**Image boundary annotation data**
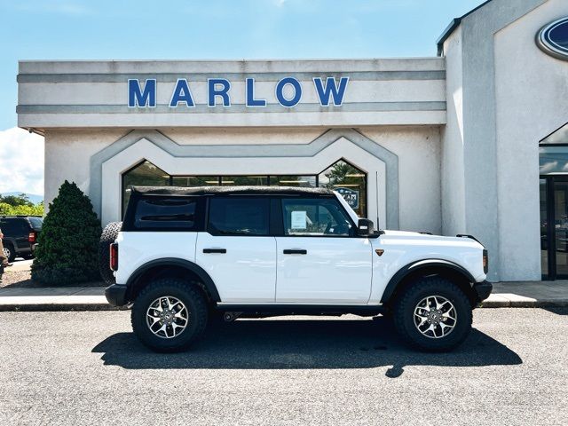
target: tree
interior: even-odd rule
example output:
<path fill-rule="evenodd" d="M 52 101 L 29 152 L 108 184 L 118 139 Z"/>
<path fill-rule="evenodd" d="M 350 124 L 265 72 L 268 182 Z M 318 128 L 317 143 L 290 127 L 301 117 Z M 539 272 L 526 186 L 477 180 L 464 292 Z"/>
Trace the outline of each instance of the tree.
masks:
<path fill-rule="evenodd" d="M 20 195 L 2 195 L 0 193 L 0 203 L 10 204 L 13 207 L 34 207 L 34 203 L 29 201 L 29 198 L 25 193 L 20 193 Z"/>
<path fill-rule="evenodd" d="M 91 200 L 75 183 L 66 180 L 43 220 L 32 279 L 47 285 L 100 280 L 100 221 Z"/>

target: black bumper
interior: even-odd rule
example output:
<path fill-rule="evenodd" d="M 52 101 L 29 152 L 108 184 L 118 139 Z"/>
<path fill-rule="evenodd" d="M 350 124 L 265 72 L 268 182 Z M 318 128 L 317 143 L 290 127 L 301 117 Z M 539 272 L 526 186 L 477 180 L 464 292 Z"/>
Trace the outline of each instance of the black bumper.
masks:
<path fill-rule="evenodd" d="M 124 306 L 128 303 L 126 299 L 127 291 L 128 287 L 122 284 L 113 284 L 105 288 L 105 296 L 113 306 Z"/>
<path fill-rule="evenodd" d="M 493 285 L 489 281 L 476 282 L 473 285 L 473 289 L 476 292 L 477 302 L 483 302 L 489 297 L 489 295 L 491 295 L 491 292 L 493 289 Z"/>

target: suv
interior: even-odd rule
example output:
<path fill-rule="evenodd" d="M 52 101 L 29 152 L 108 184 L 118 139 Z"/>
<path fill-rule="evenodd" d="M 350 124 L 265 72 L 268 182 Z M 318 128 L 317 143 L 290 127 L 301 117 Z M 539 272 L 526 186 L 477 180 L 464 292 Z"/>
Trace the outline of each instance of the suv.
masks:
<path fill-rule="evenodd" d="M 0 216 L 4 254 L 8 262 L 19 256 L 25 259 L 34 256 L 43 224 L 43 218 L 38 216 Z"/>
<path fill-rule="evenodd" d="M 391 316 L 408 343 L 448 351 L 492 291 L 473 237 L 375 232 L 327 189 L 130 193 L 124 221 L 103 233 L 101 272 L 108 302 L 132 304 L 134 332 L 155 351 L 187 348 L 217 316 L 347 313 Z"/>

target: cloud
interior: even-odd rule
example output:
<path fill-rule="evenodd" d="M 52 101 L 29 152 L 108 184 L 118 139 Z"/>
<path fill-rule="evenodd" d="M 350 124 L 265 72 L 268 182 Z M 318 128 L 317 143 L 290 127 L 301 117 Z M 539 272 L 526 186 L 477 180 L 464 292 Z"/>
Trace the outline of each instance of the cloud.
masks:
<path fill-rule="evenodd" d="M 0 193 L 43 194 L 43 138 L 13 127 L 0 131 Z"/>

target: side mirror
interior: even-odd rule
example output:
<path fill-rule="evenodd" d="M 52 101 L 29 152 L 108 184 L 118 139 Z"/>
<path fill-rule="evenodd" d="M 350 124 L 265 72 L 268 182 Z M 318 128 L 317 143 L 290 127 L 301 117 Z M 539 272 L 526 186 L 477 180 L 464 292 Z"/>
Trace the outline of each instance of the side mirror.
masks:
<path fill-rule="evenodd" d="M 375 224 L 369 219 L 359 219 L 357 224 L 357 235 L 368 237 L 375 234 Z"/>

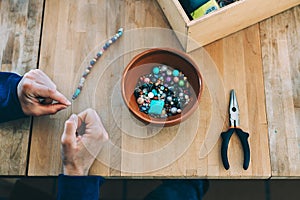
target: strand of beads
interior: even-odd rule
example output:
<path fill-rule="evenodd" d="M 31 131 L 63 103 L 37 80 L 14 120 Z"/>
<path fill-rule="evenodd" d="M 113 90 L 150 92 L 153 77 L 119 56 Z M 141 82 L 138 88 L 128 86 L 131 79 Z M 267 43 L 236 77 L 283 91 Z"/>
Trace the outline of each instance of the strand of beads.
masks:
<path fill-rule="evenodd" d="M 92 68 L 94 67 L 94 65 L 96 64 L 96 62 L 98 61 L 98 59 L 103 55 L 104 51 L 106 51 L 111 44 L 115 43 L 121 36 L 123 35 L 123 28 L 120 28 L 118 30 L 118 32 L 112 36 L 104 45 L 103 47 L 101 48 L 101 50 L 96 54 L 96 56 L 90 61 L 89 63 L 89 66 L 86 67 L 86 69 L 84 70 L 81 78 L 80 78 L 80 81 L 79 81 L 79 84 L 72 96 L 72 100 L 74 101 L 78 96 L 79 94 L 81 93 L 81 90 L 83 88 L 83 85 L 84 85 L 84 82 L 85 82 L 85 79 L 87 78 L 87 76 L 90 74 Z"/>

**TASK TO COMPLETE**
Leave the pictures out, and print every line of the listing exactly as written.

**EXERCISE SOLUTION**
target: tree
interior: even-odd rule
example output:
<path fill-rule="evenodd" d="M 52 101 L 29 152 L 108 184 L 118 139 Z"/>
<path fill-rule="evenodd" d="M 350 124 L 265 72 L 268 182 Z M 318 128 L 317 143 L 290 127 L 301 117 Z M 539 272 L 526 186 L 477 180 L 464 292 Z"/>
Trace the outline of each instance of the tree.
masks:
<path fill-rule="evenodd" d="M 20 195 L 2 195 L 0 193 L 0 203 L 10 204 L 13 207 L 34 207 L 34 203 L 29 201 L 29 198 L 25 193 L 20 193 Z"/>
<path fill-rule="evenodd" d="M 91 200 L 75 183 L 66 180 L 43 220 L 32 279 L 47 285 L 100 280 L 100 221 Z"/>

target: black bumper
interior: even-odd rule
example output:
<path fill-rule="evenodd" d="M 52 101 L 29 152 L 108 184 L 118 139 Z"/>
<path fill-rule="evenodd" d="M 350 124 L 265 72 L 268 182 Z M 318 128 L 317 143 L 290 127 L 301 117 Z M 539 272 L 526 186 L 477 180 L 464 292 Z"/>
Trace the outline of each instance of the black bumper.
masks:
<path fill-rule="evenodd" d="M 124 306 L 128 303 L 126 299 L 127 291 L 128 287 L 122 284 L 113 284 L 105 288 L 105 296 L 113 306 Z"/>
<path fill-rule="evenodd" d="M 493 285 L 489 281 L 476 282 L 473 285 L 473 289 L 476 292 L 477 302 L 483 302 L 489 297 L 489 295 L 491 295 L 491 292 L 493 289 Z"/>

target: suv
interior: even-odd rule
example output:
<path fill-rule="evenodd" d="M 52 101 L 29 152 L 108 184 L 118 139 Z"/>
<path fill-rule="evenodd" d="M 350 124 L 265 72 L 268 182 Z M 318 128 L 317 143 L 290 127 L 301 117 Z M 539 272 L 526 186 L 477 180 L 464 292 Z"/>
Trace the outline of each instance of the suv.
masks:
<path fill-rule="evenodd" d="M 0 216 L 4 254 L 8 262 L 19 256 L 25 259 L 34 256 L 43 224 L 43 218 L 38 216 Z"/>
<path fill-rule="evenodd" d="M 391 316 L 408 343 L 448 351 L 492 291 L 473 237 L 375 232 L 327 189 L 130 193 L 124 221 L 103 233 L 101 272 L 108 302 L 132 304 L 134 332 L 155 351 L 187 348 L 217 316 L 347 313 Z"/>

target: cloud
interior: even-odd rule
example output:
<path fill-rule="evenodd" d="M 52 101 L 29 152 L 108 184 L 118 139 Z"/>
<path fill-rule="evenodd" d="M 350 124 L 265 72 L 268 182 Z M 318 128 L 317 143 L 290 127 L 301 117 Z M 539 272 L 526 186 L 477 180 L 464 292 Z"/>
Trace the outline of each instance of the cloud.
masks:
<path fill-rule="evenodd" d="M 0 193 L 43 194 L 43 138 L 13 127 L 0 131 Z"/>

target: side mirror
interior: even-odd rule
example output:
<path fill-rule="evenodd" d="M 52 101 L 29 152 L 108 184 L 118 139 Z"/>
<path fill-rule="evenodd" d="M 350 124 L 265 72 L 268 182 Z M 318 128 L 317 143 L 290 127 L 301 117 Z M 539 272 L 526 186 L 477 180 L 464 292 Z"/>
Trace the outline of each instance of the side mirror.
masks:
<path fill-rule="evenodd" d="M 375 224 L 369 219 L 359 219 L 357 224 L 357 235 L 368 237 L 375 234 Z"/>

target: strand of beads
interior: even-odd rule
example output:
<path fill-rule="evenodd" d="M 31 131 L 63 103 L 37 80 L 14 120 Z"/>
<path fill-rule="evenodd" d="M 113 90 L 150 92 L 153 77 L 119 56 Z M 141 82 L 138 88 L 128 86 L 131 79 Z M 267 43 L 236 77 L 283 91 Z"/>
Trace the outline of each instance of the strand of beads.
masks:
<path fill-rule="evenodd" d="M 92 68 L 94 67 L 94 65 L 96 64 L 96 62 L 98 61 L 98 59 L 103 55 L 104 51 L 106 51 L 111 44 L 115 43 L 121 36 L 123 35 L 123 28 L 120 28 L 118 30 L 118 32 L 112 36 L 104 45 L 103 47 L 101 48 L 101 50 L 96 54 L 96 56 L 90 61 L 89 63 L 89 66 L 86 67 L 86 69 L 84 70 L 81 78 L 80 78 L 80 81 L 79 81 L 79 84 L 72 96 L 72 100 L 74 101 L 78 96 L 79 94 L 81 93 L 81 90 L 83 88 L 83 85 L 84 85 L 84 82 L 85 82 L 85 79 L 87 78 L 87 76 L 90 74 Z"/>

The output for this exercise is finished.